▶ [Trecho do documento]:

:::::

Estante

Vida e Arte - Memórias de Lélia AbramoNão há como fugir da enumeração. Vida e arte, de Lélia Abramo, é um livro de memórias veemente, apaixonado, pessoal, partidário. E tocante. Da lista, o atributo mais importante é o “partidário”, pois, de fato, o texto foi escrito para tomar partido. A grande atriz não buscou ser parcial, não teve em vista auxiliar futuros historiadores à caça de depoimentos isentos. Ao contrário, enfrentou, octogenária, a tarefa de redigir um volume de 270 páginas justamente para narrar sua versão dos fatos que viveu, mostrar seus pontos de vista sobre a vida, a arte, o mundo. E também para acertar suas contas. Fez tudo isso.

Ao ler o volume, o leitor percebe que esse motor, o impulso de Lélia Abramo para narrar a história de uma vida a partir desse ângulo específico, é que deu origem ao livro. Não que ela precisasse fazê-lo. Sua trajetória como atriz e como mulher pública – presidente do Sindicato dos Artistas de São Paulo durante a fase mais repressiva do regime militar, militante petista, candidata a suplente de senadora pelo PT nas eleições de 1982 – seriam suficientes para assegurar o registro de seu nome, com destaque, no quadro da cultura e do sindicalismo brasileiros.

:::::

[Registros de anotação de pontos]
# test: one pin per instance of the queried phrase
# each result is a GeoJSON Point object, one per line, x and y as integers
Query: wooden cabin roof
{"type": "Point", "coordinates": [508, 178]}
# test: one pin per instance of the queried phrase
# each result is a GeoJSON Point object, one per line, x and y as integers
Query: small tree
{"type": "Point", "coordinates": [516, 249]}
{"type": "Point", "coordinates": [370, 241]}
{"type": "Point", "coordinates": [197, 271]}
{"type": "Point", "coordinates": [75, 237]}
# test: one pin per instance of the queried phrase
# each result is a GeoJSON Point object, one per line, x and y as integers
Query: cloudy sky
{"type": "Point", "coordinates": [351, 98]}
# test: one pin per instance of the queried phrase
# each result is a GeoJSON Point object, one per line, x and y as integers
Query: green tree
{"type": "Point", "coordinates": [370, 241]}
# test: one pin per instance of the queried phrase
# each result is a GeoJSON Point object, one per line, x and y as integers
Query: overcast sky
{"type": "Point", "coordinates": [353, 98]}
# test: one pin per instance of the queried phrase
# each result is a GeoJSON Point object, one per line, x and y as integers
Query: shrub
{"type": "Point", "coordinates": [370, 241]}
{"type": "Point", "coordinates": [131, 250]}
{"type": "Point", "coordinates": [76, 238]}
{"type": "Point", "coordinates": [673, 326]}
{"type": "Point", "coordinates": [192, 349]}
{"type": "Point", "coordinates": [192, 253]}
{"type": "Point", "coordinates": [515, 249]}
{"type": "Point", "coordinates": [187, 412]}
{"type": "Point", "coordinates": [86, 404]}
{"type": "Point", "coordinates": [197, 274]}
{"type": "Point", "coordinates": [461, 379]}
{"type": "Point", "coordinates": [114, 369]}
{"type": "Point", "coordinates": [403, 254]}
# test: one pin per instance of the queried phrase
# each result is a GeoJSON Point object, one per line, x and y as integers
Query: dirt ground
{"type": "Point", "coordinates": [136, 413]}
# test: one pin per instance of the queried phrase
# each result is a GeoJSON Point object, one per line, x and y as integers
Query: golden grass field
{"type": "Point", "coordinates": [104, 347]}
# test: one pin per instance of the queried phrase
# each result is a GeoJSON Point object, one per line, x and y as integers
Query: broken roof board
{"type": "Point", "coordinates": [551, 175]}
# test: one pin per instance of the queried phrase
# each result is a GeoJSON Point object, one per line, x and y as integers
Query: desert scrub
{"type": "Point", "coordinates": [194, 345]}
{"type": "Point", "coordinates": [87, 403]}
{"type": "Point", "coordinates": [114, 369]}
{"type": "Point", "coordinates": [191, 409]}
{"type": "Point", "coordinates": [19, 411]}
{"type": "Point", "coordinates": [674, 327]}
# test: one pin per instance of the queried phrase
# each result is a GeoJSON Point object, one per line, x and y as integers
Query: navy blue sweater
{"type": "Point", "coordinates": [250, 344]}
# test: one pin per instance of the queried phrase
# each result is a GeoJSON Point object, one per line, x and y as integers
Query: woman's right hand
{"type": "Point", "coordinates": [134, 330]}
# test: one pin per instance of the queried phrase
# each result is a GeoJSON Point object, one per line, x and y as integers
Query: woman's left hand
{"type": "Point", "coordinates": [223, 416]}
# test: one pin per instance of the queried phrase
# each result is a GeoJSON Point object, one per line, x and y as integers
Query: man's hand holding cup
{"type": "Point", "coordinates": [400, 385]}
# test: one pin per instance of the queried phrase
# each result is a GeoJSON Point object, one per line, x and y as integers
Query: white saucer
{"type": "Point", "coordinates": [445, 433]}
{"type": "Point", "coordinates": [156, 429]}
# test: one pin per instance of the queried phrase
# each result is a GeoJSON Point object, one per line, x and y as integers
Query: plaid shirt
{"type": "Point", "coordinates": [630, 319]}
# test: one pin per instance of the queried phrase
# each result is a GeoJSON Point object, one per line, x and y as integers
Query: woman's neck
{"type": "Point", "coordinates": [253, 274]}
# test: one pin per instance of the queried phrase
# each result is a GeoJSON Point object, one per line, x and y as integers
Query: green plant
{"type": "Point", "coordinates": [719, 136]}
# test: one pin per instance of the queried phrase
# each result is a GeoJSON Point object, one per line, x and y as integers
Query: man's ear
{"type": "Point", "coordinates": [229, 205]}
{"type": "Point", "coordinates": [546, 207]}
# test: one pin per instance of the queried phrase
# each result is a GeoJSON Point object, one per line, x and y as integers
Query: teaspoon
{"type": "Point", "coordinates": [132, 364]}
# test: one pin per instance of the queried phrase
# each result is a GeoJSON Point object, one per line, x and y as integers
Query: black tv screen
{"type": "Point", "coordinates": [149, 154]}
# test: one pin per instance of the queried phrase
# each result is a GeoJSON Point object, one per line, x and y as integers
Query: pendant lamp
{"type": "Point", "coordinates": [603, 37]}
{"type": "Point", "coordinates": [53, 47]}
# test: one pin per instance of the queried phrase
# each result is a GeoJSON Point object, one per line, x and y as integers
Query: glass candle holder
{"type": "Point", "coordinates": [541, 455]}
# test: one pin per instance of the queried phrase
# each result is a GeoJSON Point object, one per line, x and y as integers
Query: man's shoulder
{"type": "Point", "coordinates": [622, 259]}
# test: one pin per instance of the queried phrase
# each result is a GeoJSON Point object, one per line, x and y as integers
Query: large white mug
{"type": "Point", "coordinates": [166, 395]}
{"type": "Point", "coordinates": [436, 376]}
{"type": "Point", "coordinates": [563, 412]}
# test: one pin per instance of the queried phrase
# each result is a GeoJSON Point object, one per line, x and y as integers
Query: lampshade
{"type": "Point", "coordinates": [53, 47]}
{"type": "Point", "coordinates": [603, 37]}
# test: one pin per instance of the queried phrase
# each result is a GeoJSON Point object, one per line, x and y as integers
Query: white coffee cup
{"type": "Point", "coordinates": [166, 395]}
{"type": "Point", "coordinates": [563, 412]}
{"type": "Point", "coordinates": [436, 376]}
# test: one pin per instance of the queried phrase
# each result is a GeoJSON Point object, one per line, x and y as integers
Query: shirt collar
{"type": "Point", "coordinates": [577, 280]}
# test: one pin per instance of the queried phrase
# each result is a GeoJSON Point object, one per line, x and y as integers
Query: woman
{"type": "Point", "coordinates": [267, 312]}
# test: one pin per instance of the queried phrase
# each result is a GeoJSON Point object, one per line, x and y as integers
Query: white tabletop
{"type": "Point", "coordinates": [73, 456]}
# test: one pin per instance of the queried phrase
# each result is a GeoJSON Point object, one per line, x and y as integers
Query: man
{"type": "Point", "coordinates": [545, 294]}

:::::

▶ [Tarefas]:
a) Redigite o trecho do texto sobre as memórias de Lélia Abramo que vai de "Vida e Arte - Memórias" até "Fez tudo isso.", incluindo essas palavras.
b) Segundo o texto sobre as memórias de Lélia Abramo, de que sindicato ela foi presidente?
c) Liste todos os qualificativos que o texto sobre as memórias de Lélia Abramo atribui ao livro na enumeração do início.
A listagem não é usada em nenhuma das tarefas.

▶ [Respostas esperadas]:
a)
Vida e Arte - Memórias de Lélia AbramoNão há como fugir da enumeração. Vida e arte, de Lélia Abramo, é um livro de memórias veemente, apaixonado, pessoal, partidário. E tocante. Da lista, o atributo mais importante é o “partidário”, pois, de fato, o texto foi escrito para tomar partido. A grande atriz não buscou ser parcial, não teve em vista auxiliar futuros historiadores à caça de depoimentos isentos. Ao contrário, enfrentou, octogenária, a tarefa de redigir um volume de 270 páginas justamente para narrar sua versão dos fatos que viveu, mostrar seus pontos de vista sobre a vida, a arte, o mundo. E também para acertar suas contas. Fez tudo isso.

b) Do Sindicato dos Artistas de São Paulo.

c) veemente, apaixonado, pessoal, partidário, tocante